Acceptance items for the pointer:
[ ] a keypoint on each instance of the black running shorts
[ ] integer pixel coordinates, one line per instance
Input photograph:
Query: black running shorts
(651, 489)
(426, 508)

==

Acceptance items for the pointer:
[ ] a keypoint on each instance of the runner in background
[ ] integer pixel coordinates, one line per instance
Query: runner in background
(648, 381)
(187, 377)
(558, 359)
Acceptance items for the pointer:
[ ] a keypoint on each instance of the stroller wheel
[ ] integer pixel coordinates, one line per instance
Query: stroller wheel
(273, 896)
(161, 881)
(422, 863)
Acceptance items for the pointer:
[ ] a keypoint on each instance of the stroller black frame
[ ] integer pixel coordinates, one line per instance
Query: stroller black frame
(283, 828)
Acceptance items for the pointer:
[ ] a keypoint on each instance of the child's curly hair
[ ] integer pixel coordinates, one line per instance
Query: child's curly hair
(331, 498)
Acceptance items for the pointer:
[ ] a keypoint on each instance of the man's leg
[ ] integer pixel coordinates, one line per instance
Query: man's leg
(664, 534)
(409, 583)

==

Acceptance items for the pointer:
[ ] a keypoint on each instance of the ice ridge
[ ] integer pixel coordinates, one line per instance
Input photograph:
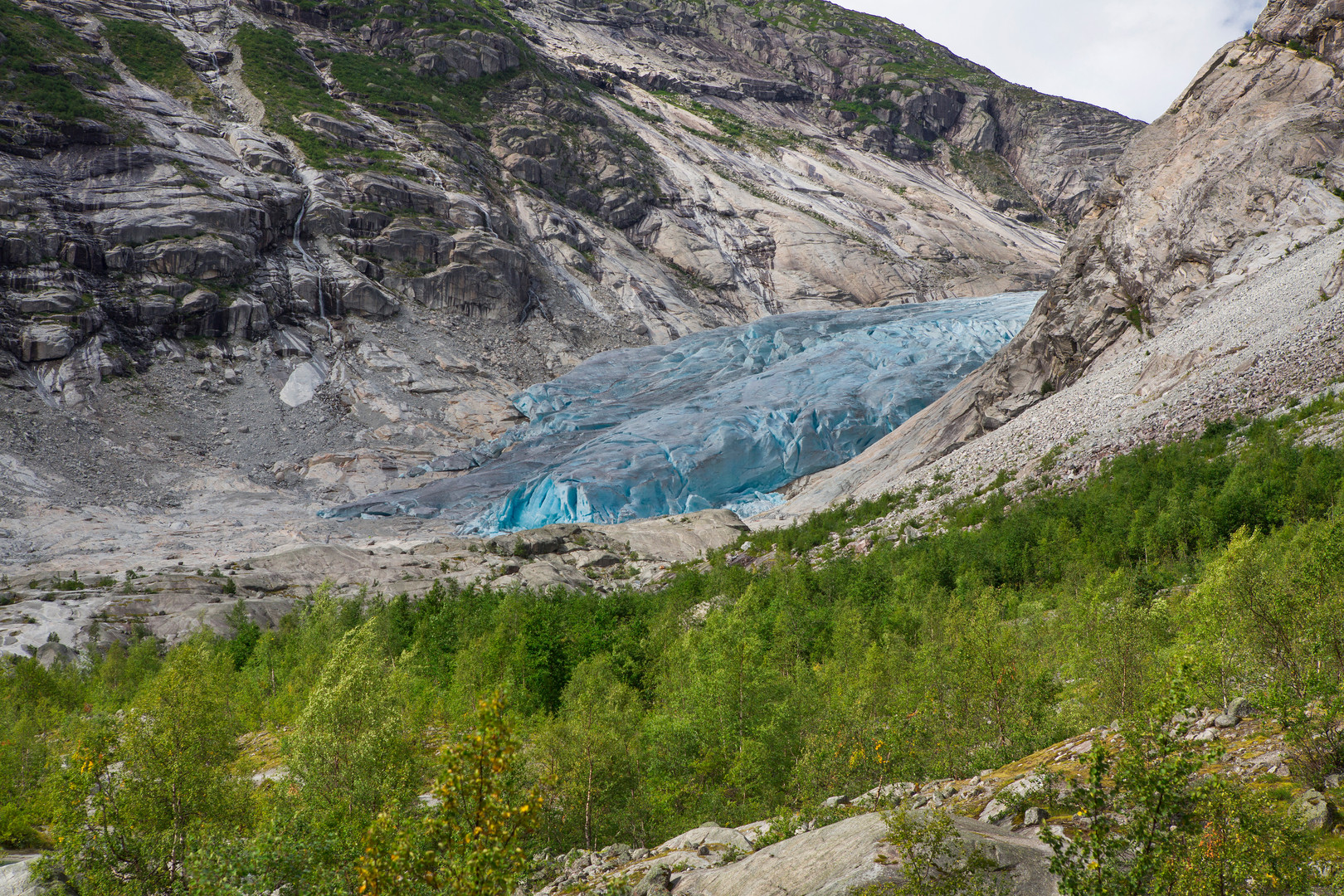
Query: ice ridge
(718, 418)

● **Task objective**:
Pick out every line in the records that contains the word "each", and copy those lines in full.

● **Solved exercise**:
[ ] a keypoint on each instance of the black running shorts
[ ] a keypoint on each instance of the runner in background
[ ] a keypoint on each instance of the stroller wheel
[ ] a keypoint on each instance of the stroller black frame
[ ] a keypoint on each instance of the child's curly hair
[ ] a keypoint on each instance of the man's leg
[ ] a keypoint on each instance of the ice ridge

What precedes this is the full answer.